§ **Working data**
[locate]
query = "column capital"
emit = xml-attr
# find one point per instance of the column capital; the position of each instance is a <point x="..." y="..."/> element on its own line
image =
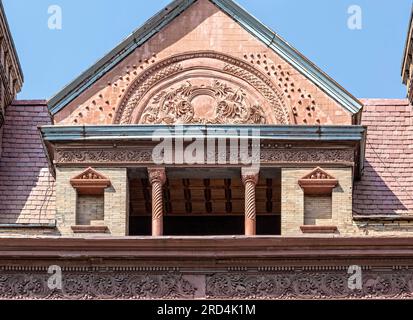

§ **What you need to do**
Only the pictures are to be dropped; the rest of the material above must be duplicated exactly.

§ **Answer space**
[locate]
query = "column capital"
emit = xml-attr
# find one point per instance of the column capital; the position of each instance is a <point x="..." y="..."/> element on its own line
image =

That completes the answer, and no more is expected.